BEGIN

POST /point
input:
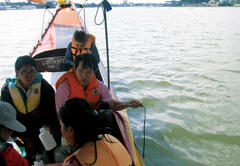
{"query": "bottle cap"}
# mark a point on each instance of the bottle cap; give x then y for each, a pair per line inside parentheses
(42, 130)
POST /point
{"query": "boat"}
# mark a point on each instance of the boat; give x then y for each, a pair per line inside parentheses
(50, 50)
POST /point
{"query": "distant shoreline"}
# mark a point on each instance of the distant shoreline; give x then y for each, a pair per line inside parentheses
(30, 6)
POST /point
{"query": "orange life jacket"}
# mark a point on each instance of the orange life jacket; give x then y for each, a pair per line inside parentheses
(92, 94)
(12, 157)
(108, 153)
(85, 49)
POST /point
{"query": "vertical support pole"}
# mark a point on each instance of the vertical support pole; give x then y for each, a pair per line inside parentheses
(106, 37)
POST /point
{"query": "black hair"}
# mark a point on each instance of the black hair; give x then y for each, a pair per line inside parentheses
(24, 60)
(77, 113)
(87, 124)
(80, 36)
(88, 60)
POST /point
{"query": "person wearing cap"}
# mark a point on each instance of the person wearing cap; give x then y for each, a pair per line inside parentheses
(82, 43)
(8, 123)
(34, 100)
(92, 145)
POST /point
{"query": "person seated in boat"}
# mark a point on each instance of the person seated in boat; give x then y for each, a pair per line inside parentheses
(81, 43)
(81, 82)
(92, 145)
(34, 99)
(8, 124)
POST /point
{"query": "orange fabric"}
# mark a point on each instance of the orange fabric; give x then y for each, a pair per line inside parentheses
(108, 153)
(67, 16)
(92, 94)
(85, 49)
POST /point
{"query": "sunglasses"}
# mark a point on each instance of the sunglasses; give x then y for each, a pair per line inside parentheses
(25, 73)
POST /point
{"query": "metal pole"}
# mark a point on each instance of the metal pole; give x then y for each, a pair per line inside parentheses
(106, 37)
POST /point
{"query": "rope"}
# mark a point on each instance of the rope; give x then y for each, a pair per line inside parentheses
(144, 130)
(43, 19)
(95, 18)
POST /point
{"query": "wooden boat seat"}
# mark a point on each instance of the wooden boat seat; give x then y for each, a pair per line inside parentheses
(48, 64)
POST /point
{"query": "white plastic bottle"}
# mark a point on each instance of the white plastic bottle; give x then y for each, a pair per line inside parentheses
(38, 161)
(47, 139)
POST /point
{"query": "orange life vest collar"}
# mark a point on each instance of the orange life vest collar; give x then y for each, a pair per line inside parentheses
(92, 94)
(85, 49)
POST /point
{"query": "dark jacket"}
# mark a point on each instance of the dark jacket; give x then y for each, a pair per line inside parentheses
(44, 114)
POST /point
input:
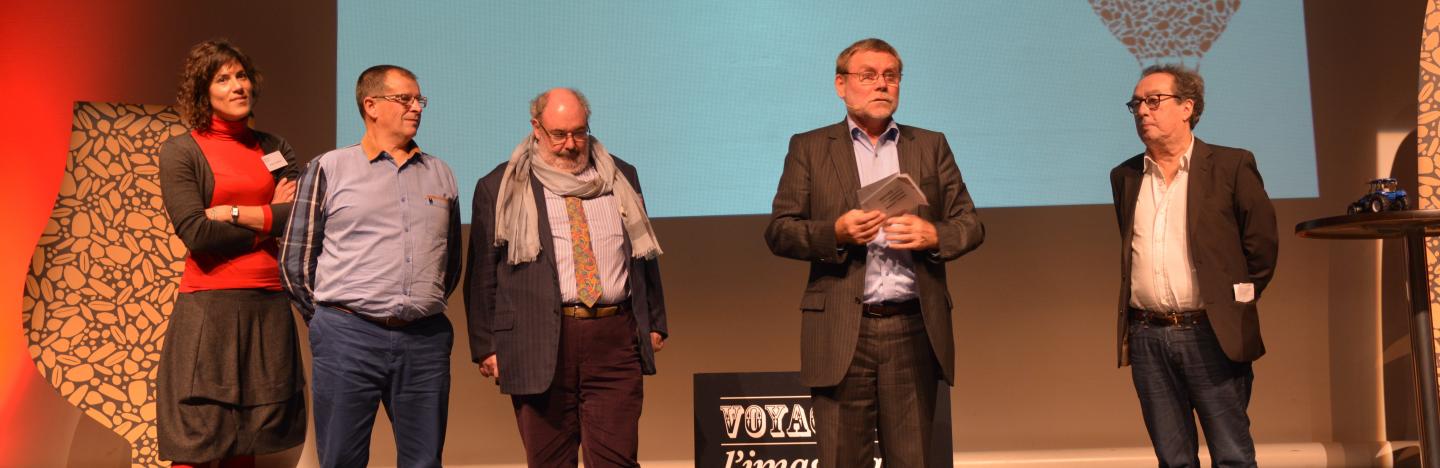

END

- YOUR GOAL
Reproduce the listing word for word. Do not carry over the pictures.

- YOUR SOLUTION
POST /point
input:
{"query": "bottle cap"}
# mark a point on each instance of the bottle cap; give x then y for each, a pair per line inside parentheses
(42, 130)
POST /point
{"query": "boat"}
# mark a point on each instance of the boat; give x then y for each, a pair per line inside parentheses
(50, 50)
POST /point
{"query": "distant shoreline"}
# mark a point on each instance of the distant shoreline; give x then y for each, a pair per line inside parentheses
(30, 6)
POST /point
{"query": "orange life jacket"}
# mark a point on each instance of the orange life jacket; give x then y for each, a pair per line inside parentheses
(92, 94)
(12, 157)
(108, 153)
(85, 49)
POST /point
{"query": "vertical support pole"}
# mark a point on each instance of the vertical support pole; give x then y for each, a pair per line inside parentheses
(106, 37)
POST /point
{"query": "black hair"}
# mark a point on each instance of the black hair; give x then y for each, a pair per line inside parentheses
(24, 60)
(77, 113)
(87, 124)
(80, 36)
(88, 60)
POST /point
{"query": "person wearing cap"}
# mark a point on each instance of the person wearing cap; give x then y for each, a pair per line inside parentheses
(82, 43)
(8, 123)
(34, 100)
(92, 145)
POST /point
{"query": "person seated in boat"}
# mark a point on each instance of the person seated in boat; give x then y for each, a pair per line inside parentheses
(81, 43)
(81, 82)
(92, 145)
(34, 99)
(8, 124)
POST /point
{"query": "orange fabric"}
# mark a point on each instance of the orange fabric; give x then y for each, a pair per line inside parentheses
(108, 153)
(67, 16)
(92, 94)
(85, 49)
POST /point
{"query": "sunglasses"}
# mark a point on each instance of the sunglasses; give x then y for each, a pair per line inside parentheses
(25, 73)
POST /point
{"query": "metal pole"}
# mark a point on each instance of the metal pole; give x then y for each, a pair per line inside parentheses
(106, 37)
POST /point
{"query": "rope"}
# mark a point on each instance of the rope; give x then y for each, a pair per line inside parentheses
(144, 130)
(43, 19)
(95, 18)
POST /point
{"query": "wooden boat seat"}
# mark a point on each instance of the wooden boat seat; give x then y for each, a pair per line inside parentheses
(48, 64)
POST /point
{"query": "white plastic bottle"}
# mark a point on each instance of the white plastic bottle; give x then y for each, a pair per line inside parentheses
(38, 161)
(47, 139)
POST /point
{"query": "orange life vest collar"}
# mark a point on each instance of the orange life vest collar; give x then y for each, a pair per line inside parentheses
(92, 94)
(85, 49)
POST /point
{"query": "dark jacket"}
# mark a point on each instance of the dark jacket; give x then y for each, a pair per line inside parentheses
(44, 114)
POST /point
input:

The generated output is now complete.